Failure (or fancily known as atychiphobia).
At one point or another, we all experience this irrational, all-consuming and frankly, exasperating fear. This phobia feeds on our tendency to stay safe and secure, against our refusal to leave our comfort zones and be thrown into the unknown, without the stability of sure success to pat us on the back. And to top it all off, we’re left with nausea-inducing pains, stomach churns, insomnia or even the occasional meltdown to make up for the chaos of doubts and what-ifs swirling through our minds. It’s truly no picnic, let’s agree on that, and we’d prefer to stay far out it’s way.
But how does this fear affect your growth as an individual?
Yes, you read that right!
Failure is a lesson in itself, a twisted blessing in disguise. It allows one’s self to wallow in shame and self-pity, falling into the depths of despair, before taking a stand to overcome said obstacles. It serves as a determinant of our ability to forgive, move on, and improve onto better things. It’s really just a measure of our strength.
Let’s be clear, no one is born fully equipped with the ability to solve every dilemma, to succeed every expectation or perfect every undertaking. It’s natural to trip, stumble and fall face down (in other words, to NOT succeed). Particularly since we’ve been brought up in a culture that deeply values success and excellence, we often forget that our achievements are built upon improvements of past errors. You’re clearly not the first and definitely not the last victim to fall in the hands of failure.

[Object pointing dataset rows]
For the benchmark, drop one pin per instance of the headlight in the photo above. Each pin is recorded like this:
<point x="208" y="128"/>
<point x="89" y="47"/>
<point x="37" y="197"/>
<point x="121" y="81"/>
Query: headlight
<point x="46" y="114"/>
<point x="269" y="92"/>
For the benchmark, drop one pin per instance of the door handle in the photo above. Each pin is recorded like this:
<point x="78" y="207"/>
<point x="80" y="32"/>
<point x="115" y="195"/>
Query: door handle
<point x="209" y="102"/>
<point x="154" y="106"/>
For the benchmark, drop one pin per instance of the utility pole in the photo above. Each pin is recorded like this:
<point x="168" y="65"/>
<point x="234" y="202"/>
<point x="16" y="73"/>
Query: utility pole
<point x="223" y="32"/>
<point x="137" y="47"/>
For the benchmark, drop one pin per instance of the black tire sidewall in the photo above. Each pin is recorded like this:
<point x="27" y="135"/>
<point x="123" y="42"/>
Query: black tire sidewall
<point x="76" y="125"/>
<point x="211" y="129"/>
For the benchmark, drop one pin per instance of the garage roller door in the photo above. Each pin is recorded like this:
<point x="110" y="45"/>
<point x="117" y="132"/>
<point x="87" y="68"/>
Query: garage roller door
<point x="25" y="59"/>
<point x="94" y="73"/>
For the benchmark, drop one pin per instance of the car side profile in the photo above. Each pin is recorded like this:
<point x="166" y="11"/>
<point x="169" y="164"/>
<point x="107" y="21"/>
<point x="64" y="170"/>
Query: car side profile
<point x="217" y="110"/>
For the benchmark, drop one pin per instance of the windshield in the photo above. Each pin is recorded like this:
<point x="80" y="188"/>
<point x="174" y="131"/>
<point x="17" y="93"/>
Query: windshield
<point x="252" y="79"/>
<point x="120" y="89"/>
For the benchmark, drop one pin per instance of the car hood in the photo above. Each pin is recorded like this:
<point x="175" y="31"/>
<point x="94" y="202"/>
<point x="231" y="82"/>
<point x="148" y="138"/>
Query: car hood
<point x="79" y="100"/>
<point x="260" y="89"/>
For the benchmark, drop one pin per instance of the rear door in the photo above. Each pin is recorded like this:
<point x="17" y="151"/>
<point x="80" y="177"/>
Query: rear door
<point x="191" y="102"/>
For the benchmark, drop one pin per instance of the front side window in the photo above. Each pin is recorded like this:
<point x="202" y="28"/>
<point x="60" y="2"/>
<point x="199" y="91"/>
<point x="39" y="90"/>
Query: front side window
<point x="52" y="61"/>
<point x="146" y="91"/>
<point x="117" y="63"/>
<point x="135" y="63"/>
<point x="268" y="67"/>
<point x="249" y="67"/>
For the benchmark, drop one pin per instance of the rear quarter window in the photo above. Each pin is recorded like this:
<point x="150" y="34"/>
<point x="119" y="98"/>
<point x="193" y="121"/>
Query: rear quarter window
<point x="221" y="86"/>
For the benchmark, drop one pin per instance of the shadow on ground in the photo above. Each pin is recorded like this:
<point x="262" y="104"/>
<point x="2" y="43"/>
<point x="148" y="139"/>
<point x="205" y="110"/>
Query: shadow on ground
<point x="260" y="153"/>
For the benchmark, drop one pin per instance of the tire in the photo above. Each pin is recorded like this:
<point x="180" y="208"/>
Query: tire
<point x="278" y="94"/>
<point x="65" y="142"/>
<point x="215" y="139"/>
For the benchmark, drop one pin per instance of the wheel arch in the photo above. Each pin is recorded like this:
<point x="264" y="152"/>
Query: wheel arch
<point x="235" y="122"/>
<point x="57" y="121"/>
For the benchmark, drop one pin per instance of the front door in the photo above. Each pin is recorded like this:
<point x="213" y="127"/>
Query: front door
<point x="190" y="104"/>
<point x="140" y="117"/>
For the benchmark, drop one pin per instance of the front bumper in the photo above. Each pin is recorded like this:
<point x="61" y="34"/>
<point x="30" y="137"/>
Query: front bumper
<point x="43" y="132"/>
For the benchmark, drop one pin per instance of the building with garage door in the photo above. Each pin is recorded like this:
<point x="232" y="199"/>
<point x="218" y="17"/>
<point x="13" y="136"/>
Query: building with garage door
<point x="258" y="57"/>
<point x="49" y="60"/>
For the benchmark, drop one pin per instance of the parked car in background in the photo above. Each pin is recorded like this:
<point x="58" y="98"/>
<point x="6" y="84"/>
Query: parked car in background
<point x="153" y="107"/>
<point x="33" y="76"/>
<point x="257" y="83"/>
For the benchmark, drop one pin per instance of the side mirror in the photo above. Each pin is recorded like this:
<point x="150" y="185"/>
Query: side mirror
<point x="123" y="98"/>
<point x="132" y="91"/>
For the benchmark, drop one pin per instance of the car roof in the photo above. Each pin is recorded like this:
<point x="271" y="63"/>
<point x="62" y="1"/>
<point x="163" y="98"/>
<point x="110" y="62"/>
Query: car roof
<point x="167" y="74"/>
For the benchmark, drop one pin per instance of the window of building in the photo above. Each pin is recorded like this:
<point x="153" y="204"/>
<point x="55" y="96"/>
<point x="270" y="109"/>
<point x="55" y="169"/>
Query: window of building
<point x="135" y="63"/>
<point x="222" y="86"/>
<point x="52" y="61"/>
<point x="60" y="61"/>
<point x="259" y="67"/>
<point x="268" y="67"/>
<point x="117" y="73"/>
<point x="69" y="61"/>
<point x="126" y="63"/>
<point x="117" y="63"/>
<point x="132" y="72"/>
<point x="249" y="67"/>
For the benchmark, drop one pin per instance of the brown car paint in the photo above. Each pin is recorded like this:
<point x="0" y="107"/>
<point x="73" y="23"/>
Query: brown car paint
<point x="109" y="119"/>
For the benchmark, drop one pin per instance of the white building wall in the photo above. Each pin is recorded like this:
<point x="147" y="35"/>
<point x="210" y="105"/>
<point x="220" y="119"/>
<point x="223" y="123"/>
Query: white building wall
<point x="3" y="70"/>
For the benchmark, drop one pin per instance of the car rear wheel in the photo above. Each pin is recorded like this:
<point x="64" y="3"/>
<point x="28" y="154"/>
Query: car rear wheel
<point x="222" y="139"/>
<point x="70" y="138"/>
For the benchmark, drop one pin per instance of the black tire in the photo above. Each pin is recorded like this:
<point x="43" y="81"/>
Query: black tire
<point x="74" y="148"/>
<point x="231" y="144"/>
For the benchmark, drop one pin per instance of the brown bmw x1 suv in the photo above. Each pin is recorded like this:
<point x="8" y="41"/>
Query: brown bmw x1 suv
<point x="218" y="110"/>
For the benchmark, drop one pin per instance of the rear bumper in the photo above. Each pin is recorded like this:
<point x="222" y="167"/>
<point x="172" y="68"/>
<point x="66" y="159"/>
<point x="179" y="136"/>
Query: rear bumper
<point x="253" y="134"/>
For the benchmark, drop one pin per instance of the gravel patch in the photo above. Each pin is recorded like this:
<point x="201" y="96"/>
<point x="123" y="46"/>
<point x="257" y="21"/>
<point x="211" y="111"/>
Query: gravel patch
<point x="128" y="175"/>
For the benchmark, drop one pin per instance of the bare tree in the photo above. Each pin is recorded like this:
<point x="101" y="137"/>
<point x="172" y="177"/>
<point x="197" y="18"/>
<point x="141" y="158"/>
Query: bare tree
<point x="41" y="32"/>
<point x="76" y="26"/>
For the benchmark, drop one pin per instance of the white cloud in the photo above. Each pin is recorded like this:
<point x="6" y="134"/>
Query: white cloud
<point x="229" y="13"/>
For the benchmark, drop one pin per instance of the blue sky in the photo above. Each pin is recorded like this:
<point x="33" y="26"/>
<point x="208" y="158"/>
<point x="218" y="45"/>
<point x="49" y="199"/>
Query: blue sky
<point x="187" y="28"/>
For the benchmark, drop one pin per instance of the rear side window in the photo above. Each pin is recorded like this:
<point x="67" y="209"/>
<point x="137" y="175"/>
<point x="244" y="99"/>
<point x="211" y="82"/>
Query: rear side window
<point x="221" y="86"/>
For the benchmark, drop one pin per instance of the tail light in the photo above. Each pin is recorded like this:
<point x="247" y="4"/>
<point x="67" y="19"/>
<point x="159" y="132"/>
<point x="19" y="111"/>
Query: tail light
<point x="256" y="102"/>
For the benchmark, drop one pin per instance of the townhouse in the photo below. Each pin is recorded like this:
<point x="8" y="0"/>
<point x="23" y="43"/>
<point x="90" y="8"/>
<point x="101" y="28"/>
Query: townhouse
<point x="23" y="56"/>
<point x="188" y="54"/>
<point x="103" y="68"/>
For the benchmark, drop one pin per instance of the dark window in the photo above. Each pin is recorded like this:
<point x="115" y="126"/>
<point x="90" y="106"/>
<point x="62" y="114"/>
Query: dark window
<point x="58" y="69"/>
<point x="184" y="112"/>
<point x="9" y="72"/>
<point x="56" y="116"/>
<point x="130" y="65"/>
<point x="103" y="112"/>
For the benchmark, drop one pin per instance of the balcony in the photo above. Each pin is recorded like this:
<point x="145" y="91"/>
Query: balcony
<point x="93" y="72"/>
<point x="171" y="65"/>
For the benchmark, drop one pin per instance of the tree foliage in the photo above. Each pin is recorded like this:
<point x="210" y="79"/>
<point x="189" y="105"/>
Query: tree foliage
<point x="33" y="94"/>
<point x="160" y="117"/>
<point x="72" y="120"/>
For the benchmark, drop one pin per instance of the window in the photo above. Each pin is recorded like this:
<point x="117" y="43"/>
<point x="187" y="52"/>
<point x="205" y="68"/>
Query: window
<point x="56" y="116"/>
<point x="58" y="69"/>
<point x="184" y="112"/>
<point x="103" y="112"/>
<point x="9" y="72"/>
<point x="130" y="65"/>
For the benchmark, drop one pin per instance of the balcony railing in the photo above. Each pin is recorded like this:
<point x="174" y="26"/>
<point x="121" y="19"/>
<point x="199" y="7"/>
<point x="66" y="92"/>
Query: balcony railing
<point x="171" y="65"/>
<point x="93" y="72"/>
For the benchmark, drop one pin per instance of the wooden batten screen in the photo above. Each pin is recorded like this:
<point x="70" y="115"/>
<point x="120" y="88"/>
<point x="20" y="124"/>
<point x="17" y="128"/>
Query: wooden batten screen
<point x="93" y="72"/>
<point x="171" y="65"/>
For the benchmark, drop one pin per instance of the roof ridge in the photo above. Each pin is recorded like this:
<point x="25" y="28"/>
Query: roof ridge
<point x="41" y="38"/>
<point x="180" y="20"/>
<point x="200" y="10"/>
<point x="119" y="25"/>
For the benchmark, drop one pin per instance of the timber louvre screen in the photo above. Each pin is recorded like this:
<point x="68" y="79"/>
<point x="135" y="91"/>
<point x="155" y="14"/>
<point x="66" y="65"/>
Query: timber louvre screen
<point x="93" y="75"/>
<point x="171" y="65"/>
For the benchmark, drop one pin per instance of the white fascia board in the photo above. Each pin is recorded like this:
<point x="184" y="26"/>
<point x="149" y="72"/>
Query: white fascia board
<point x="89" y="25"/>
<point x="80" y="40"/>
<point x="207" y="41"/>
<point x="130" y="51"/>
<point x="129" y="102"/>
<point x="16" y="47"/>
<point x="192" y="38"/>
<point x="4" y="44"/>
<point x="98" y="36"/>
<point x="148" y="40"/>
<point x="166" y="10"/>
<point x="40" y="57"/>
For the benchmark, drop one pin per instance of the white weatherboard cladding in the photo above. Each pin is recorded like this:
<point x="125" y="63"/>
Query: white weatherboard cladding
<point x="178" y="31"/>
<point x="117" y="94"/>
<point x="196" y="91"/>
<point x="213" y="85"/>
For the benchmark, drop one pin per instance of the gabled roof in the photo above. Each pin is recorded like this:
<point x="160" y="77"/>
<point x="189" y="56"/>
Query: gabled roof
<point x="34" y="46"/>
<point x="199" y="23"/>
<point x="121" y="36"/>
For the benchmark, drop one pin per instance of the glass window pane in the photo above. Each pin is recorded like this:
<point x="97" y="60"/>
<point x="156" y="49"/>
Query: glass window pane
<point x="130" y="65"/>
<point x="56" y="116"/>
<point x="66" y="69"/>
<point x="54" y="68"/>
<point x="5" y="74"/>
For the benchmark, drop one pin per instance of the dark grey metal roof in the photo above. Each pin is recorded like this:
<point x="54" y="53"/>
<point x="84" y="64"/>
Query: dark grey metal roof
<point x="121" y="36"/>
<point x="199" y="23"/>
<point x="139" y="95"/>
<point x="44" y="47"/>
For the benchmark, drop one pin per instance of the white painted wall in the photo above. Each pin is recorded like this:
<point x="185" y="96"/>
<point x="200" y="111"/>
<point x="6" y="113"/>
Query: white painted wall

> Required actions
• A. In the passage on fear of failure, rewrite the paragraph beginning "Let's be clear, no one is born" more briefly, keeping its main facts.
• B. Carry the passage on fear of failure forward from the point where it stops.

> Solved problems
• A. Nobody is born able to solve every problem, meet every expectation or perfect every task, so it is natural to stumble and not succeed. Because we grow up in a culture that highly values success and excellence, we often forget that our achievements rest on improving past mistakes. You are neither the first nor the last to fall victim to failure.

• B.
So how do we make this big bad go away?
Accept it!
That sounds easy enough to say, but it’s the stone cold truth. Not all of us have safety nets to cushion our mistakes. Failure at one point or another will be inevitable. Rip that band-aid off and, in turn, make way for healing.
Fear hinders innovation.
Your growth as an individual is stunted by your stubbornness to swim uncharted waters, thus resulting in creative juices running dry. You dread the shame so you limit yourself, avoiding risks and uncertainty.
Hey, I get it - no one likes being disappointed. The idea of curling up in our cocoons and steering clear of unfamiliar abysses sounds a lot more practical than having to face repercussions or self-inflicted shame of possible failure.
But, avoidance in turn leads to stagnance.
Think about it, if you constantly hit a red light and shut down every time a doubt pops up, you constrict yourself from a world of possibilities, some of which could end up being opportunities for betterment! Staying on the sidelines can lead to permanent non-attemption which robs you of new experiences. The excitement, the thrill, the adrenaline of taking a chance and have it turn out right, or sometimes even more than right, is a feeling like no other. It’s indescribable and worth it. Like that corny saying goes, you’ll never know if you never try.
Remember, our fear should not be directed towards failure but rather for not striving towards excellence.
Stop with the negative talk. Take simple steps, moulding that "I can’t" into an "I’ll try".
Ever build up your expectations over something only for it to end up crashing down hard?
Yup, I bet that stirred up some memories. There’s no other way to put it, it SUCKS. You can’t see past the flaws and seem to only place focus on what’s gone wrong. This eats away your confidence and you don’t know how to move on.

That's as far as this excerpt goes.